_Фрагмент текста:_
· · · ·
Прожили мы с ней вместе лет десять. По любви. Мирской любви. Когда «умерла», ушла из тела, тяжело переживал расставание, но время все смыло в бесстрастную память. Значимым осталось только то, что любили «в одну строну»: я знал, что она любила Остров, и сам любил эту землю. «В одну сторону» оказалось важнее, чем друг друга.

Нравилась в ней прямота, искренность. Любимая Богом искренность.

Жизнь ее в тяжелый цвет была окрашена алкогольной зависимостью. Когда люди не могут еще открыть Божью радость в каждом дыхании — вынуждены усыплять себя в «веселии» ими же выдуманных праздников.

Несмотря ни на что, многое успела сделать. И внутри, и снаружи. Снаружи (пока «красные» перестраивались в «белых») — газета свободных времен «Соловецкий вестник». Сказала то, что хотела сказать, и забросила этот проект. Рутинная журналистская брехня не могла ее удовлетворить. Могла пойти босиком на Реболду и жить там у какого-нибудь не совсем позорного бича. Могла поехать на Колыму. Любила бродить по соловецким тропинкам, искать грибы, дышать ветром.

Нравился ее русский язык, которым писала в газете: без канцелярского, наукообразного или еще какого-нибудь акцента. Естественный. В квартире на стене висели портреты Ивана Бунина и Чехова.
· · · ·
_Записи с указанием объектов по меткам:_

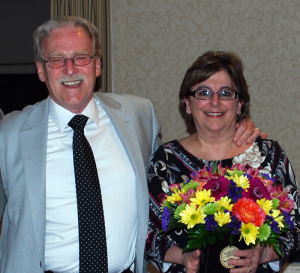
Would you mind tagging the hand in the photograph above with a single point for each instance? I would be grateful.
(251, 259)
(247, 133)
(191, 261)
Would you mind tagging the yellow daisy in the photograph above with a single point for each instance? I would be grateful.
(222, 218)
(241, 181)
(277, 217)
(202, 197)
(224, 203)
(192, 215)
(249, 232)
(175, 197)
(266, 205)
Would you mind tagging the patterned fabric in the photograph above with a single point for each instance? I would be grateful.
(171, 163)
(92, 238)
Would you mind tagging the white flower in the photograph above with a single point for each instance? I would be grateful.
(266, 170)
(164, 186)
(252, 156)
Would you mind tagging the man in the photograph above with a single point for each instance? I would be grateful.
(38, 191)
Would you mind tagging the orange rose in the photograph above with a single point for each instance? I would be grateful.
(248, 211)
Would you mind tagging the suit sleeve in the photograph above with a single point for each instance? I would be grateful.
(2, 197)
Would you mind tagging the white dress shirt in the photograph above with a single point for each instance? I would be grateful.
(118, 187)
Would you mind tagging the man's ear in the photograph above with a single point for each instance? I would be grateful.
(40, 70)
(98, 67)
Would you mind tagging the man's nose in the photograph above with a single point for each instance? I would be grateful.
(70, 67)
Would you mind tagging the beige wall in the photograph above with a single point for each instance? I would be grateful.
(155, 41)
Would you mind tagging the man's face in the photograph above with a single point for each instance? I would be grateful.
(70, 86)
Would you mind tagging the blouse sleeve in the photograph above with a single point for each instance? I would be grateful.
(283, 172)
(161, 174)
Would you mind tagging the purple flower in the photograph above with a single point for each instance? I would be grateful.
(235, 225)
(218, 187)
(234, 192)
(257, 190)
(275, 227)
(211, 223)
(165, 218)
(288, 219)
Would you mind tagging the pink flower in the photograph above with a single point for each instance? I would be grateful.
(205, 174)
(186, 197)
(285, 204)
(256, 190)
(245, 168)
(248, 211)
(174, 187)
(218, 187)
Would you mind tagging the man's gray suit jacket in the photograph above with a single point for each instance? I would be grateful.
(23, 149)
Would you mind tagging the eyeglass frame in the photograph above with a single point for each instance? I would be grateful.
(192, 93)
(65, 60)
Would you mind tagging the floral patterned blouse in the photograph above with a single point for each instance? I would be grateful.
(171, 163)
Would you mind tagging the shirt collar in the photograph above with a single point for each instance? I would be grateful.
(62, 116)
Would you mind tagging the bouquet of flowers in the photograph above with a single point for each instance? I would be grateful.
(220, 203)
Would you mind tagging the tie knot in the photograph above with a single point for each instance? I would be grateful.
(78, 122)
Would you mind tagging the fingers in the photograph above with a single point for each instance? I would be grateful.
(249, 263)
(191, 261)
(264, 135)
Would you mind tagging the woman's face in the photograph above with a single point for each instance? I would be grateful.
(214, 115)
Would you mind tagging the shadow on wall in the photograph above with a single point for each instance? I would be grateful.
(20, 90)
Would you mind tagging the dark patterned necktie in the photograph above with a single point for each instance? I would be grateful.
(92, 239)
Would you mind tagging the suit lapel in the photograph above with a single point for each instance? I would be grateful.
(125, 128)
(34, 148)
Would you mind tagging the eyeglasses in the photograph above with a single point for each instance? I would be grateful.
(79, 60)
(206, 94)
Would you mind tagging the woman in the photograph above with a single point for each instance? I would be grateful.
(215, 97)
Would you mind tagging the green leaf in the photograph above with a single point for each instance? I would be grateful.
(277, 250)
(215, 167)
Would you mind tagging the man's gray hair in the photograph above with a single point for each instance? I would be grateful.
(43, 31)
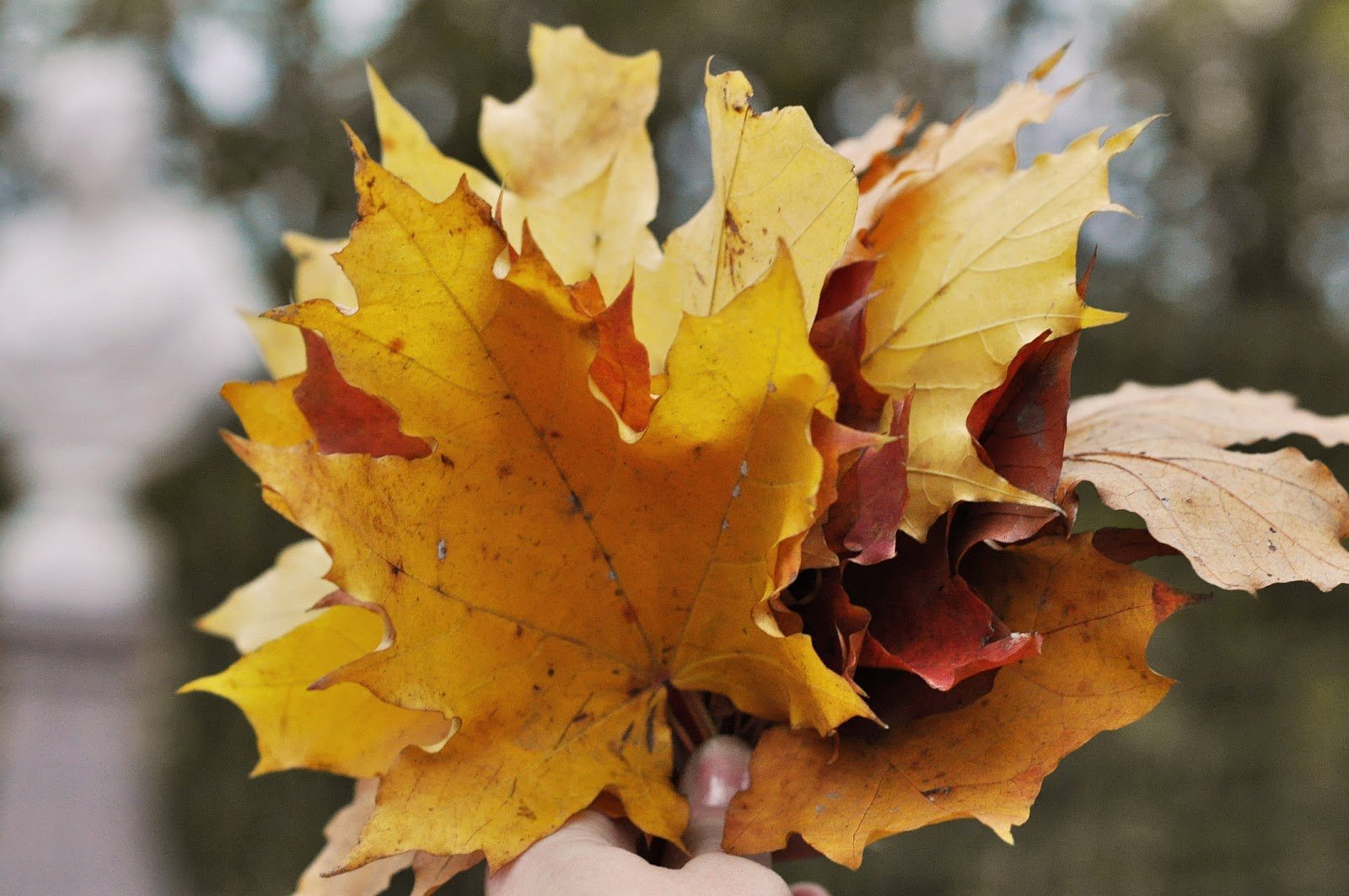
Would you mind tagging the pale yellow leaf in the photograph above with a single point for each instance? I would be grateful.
· · · ·
_Письменное задание:_ Переведите на английский язык предложение из воспоминаний о Соловках: «Любила бродить по соловецким тропинкам, искать грибы, дышать ветром».

_Ответ к заданию:_ She loved to wander the Solovetsky paths, look for mushrooms, and breathe the wind.